EXERCISE INSTRUCTIONS.
Reproduce the following listing verbatim, line for line.

--- Start INPUT MATERIAL ---

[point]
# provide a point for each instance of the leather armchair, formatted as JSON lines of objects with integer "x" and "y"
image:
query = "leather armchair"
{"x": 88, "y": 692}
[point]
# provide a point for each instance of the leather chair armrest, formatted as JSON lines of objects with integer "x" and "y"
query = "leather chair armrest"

--- End INPUT MATERIAL ---

WRITTEN REPLY.
[point]
# provide a point for each instance of the leather armchair, formatted as JSON lines of objects with integer "x" and "y"
image:
query = "leather armchair"
{"x": 88, "y": 692}
[point]
# provide a point for each instance of the leather chair armrest, formatted as JSON lines of objects with integer "x" and "y"
query = "leather chair armrest"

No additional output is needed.